- _PROBLEM DESCRIPTION_
Please retype the listing from the line with "of the eyeglasses." up to and including the line with "pixel 110 809", copying each line exactly.

<<<<

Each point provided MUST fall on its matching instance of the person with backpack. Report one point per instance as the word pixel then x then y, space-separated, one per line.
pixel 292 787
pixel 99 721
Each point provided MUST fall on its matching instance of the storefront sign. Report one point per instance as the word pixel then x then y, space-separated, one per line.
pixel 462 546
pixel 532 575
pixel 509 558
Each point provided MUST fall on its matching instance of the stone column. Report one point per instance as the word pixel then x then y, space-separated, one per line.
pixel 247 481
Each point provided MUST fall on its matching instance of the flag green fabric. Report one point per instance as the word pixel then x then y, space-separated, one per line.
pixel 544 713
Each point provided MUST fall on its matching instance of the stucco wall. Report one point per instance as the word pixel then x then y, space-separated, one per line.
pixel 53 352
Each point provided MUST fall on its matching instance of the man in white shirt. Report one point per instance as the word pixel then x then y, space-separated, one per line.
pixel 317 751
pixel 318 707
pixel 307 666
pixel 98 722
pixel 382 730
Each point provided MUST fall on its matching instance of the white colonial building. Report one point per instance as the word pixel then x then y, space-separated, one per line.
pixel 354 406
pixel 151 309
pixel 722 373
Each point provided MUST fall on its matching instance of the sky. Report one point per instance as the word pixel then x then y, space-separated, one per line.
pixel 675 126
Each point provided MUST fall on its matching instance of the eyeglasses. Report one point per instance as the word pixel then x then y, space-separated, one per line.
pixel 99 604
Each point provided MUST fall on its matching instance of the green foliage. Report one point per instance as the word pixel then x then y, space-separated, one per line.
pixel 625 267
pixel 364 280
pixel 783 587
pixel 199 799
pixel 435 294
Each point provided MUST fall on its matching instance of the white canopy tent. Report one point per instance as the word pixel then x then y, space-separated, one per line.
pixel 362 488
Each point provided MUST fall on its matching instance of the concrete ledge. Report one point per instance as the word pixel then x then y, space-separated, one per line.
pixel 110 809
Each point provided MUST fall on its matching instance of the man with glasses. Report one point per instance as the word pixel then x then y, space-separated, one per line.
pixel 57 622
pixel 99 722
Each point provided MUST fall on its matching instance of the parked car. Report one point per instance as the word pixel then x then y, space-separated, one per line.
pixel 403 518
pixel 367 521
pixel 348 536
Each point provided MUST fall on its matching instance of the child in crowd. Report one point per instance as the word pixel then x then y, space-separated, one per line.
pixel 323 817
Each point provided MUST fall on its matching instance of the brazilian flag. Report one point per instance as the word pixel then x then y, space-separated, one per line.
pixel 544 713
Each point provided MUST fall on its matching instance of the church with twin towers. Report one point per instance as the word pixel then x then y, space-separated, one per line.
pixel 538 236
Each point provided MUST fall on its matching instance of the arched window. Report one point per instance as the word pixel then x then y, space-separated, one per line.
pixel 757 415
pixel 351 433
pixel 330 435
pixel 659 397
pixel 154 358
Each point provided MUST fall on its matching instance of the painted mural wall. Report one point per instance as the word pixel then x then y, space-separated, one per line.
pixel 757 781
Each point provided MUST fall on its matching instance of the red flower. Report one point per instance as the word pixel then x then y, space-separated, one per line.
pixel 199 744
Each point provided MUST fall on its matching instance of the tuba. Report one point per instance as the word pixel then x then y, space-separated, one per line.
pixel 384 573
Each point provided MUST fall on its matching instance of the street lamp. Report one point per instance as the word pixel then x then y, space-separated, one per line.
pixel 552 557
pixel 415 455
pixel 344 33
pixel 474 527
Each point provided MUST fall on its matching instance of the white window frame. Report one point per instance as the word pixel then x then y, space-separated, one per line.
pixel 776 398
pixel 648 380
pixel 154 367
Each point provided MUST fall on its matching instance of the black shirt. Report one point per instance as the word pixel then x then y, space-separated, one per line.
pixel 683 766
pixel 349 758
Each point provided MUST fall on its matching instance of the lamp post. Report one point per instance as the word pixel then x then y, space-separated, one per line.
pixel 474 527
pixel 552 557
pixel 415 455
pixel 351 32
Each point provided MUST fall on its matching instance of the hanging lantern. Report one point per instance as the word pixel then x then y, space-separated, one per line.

>>>>

- _ANSWER TO THE TASK_
Each point provided MUST fall on its matching instance of the eyeglasses. Report one point per instance as the word pixel then x then y, space-separated, one per line.
pixel 99 604
Each point provided MUST fall on its matching instance of the green foliage. Report one point per instance as the word pixel then x then y, space-separated, one per line.
pixel 625 267
pixel 364 280
pixel 783 587
pixel 199 799
pixel 435 294
Each point provided MUST fall on its matching instance of the white canopy tent. Report one point per instance as the word pixel then x then y, space-separated, one per line.
pixel 362 488
Each point provided MUST fall on its matching instance of the concrete ledge. Report one point per instance as the word pixel then x then y, space-separated, one per line.
pixel 110 809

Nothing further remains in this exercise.